[[ Supplied data, beginning ]]
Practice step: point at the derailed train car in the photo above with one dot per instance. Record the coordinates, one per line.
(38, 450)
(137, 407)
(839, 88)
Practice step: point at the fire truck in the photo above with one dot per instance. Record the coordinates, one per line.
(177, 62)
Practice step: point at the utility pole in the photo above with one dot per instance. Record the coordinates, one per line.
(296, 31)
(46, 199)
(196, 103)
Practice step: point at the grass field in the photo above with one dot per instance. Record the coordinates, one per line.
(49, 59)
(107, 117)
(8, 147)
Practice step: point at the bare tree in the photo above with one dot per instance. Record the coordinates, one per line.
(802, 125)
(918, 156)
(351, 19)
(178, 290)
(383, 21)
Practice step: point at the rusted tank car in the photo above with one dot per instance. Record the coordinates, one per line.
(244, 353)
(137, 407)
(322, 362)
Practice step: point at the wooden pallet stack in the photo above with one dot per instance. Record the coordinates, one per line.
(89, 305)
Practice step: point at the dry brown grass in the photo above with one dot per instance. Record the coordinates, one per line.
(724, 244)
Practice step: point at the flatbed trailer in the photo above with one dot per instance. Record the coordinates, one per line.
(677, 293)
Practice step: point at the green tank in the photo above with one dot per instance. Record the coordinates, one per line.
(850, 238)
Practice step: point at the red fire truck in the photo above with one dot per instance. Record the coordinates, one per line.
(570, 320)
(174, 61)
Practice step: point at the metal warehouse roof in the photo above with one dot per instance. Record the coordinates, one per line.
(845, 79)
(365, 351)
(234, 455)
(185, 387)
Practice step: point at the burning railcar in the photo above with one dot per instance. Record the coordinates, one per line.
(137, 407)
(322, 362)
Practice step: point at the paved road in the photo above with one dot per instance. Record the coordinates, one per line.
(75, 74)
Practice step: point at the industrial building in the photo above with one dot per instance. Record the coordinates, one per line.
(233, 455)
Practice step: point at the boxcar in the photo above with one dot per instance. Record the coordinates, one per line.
[[ Supplied data, end ]]
What you should do |
Would you repeat, exactly and with nothing added, every line from the line containing "Practice step: point at the metal" through the last line of the records above?

Task result |
Practice step: point at the metal warehouse roof in the photo above with one dot per instance. Record the coordinates, one per line.
(845, 79)
(365, 351)
(234, 455)
(185, 387)
Practice step: point at the burning railcar in the photo above with one dot per instance. Record the coordinates, one per line.
(137, 407)
(322, 362)
Practice step: point at the paved road in the photo above with one dot per instance. Record the coordinates, one per line.
(75, 74)
Practice step: point at the industrial building in the photo above with one dot per instance. Record the coordinates, one per line.
(233, 455)
Practice step: point at the boxcar in the photo above with one dot per instance. Record the coordinates, one per line.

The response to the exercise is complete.